**ИСХОДНЫЙ ТЕКСТ**
++++
В том глубоком тылу, где мы жили, не могло быть настоящего соприкосновения с войной; ощущали только волны ее. Эти волны можно распределить по трем направлениям: благотворительность, раненые и пленные. Вот то новое, что внесло в уездную жизнь военное время, вот в чем больше всего сказывалась разница с «мирным временем», и об этом буду говорить, не касаясь больших вопросов войны и мира, нужности и ненужности и пр.
Благотворительность закипела сразу. Война была встречена с каким-то восторгом, с опьянением. У нас тогда служил в доме бывший матрос, проделавший Японскую войну. Когда появился манифест, он сжал губы и три дня ничего не говорил. Потом он признался, что он все ждал взрыва, хотя бы ропота, но он только руками разводил: вместо ропота ликование. Одни за другими из разных деревень приходили группы призывных «прощаться», то есть получить на чай. В ярких рубахах по-праздничному, у некоторых в ясный летний день лакированные калоши… Давали обещание открытки присылать; многие сдержали… Город провожал их поезда с музыкой, с цветами, с угощением… Городским головой был уже упоминавшийся мной Михаил Алексеевич Козловский, женатый на дочери нашей ближайшей соседки О. А. Олениной. Человек энергичный и с большой деловой изворотливостью, он быстро заразил население своим организаторским пылом. Пошли сборы, образовались рукодельные мастерские, столовые для детей, лазареты для раненых. Жизнь в Борисоглебске кипела, работа толковая. Пожертвования сыпались. Приехали ко мне просить устроить спектакль.
Был у нас в городе театрик, в котором помещался кинематограф; он уступил нам залу на несколько вечеров. Я устроил живые картины на военные темы, а после них пантомиму.
++++
**ВЫДЕРЖКА ИЗ ДАННЫХ**
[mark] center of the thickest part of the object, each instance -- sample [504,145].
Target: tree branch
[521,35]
++++
**НАБОР ЗАДАНИЙ**
(A) Согласно исходному тексту, по каким трем направлениям распределялись волны войны, ощущавшиеся в тылу?
(B) Перепишите без изменений фрагмент исходного текста: начните со слов «Был у нас в» и остановитесь после слов «после них пантомиму.».
Строки из данных для работы не требуются.

**НУМЕРОВАННЫЕ ОТВЕТЫ**
(A) Благотворительность, раненые и пленные.

(B)
Был у нас в городе театрик, в котором помещался кинематограф; он уступил нам залу на несколько вечеров. Я устроил живые картины на военные темы, а после них пантомиму.